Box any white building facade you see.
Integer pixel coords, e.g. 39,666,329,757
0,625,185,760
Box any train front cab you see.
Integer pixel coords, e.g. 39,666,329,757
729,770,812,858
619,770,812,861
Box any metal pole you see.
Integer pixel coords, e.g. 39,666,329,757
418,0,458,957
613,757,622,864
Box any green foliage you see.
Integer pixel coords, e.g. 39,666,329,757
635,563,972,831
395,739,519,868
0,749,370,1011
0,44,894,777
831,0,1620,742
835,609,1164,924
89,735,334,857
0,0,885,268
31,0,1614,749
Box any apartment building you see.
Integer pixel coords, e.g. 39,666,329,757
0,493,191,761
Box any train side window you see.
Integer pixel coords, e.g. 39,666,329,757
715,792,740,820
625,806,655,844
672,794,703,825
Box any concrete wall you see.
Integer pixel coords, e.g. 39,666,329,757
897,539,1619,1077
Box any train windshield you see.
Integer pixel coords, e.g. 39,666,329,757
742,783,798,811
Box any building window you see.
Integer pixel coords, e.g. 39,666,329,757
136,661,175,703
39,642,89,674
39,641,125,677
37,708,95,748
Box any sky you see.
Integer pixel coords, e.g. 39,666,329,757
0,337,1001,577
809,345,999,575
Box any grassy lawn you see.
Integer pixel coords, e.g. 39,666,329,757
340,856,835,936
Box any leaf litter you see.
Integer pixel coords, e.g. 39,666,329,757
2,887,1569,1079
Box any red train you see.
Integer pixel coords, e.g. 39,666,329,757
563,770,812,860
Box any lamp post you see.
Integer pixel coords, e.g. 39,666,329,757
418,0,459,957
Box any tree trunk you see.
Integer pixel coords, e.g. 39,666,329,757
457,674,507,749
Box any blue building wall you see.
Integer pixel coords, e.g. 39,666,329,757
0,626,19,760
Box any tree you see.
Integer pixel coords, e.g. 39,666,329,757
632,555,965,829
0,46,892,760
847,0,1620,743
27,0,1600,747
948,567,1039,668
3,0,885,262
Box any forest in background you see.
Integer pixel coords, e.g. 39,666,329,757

________________________

__Task to carry out__
Among the lines of the data, identify those with the word "wall". Copy each of them.

__Solution to this exercise__
Box any concrete wall you see.
Box any blue building wall you see.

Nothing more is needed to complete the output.